## Problem description
State how many of the lines below contain the string "tray", counting only matches with the same case. Give the number alone.

Dataset rows
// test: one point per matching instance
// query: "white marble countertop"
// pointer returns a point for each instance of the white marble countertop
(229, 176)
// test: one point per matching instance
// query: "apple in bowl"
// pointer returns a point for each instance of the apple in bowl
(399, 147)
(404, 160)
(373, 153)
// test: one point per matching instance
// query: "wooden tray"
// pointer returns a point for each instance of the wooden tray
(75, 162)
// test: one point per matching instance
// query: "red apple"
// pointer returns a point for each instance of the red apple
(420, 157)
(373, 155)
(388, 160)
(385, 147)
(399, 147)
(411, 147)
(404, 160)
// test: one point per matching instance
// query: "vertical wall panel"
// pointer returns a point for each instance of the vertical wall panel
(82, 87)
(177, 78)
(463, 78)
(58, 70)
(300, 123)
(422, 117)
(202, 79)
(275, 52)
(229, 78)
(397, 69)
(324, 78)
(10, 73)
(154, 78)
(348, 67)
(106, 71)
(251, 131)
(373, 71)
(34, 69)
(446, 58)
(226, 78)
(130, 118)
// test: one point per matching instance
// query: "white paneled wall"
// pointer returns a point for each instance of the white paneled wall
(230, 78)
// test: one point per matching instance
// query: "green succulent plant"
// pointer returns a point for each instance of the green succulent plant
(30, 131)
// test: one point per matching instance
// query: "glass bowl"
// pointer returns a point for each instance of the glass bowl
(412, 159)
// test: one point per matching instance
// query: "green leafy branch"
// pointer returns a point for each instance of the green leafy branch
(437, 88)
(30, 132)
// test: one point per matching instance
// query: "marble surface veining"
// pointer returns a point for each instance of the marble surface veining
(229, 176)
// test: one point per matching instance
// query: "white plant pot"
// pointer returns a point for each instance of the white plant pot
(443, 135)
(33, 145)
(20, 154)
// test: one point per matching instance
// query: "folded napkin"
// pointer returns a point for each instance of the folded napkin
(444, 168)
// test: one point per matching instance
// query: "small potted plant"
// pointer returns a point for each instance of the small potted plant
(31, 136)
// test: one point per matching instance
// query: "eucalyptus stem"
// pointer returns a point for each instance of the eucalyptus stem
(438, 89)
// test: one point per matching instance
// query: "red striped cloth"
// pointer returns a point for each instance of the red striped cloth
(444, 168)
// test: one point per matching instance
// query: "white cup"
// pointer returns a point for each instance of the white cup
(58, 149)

## Final result
2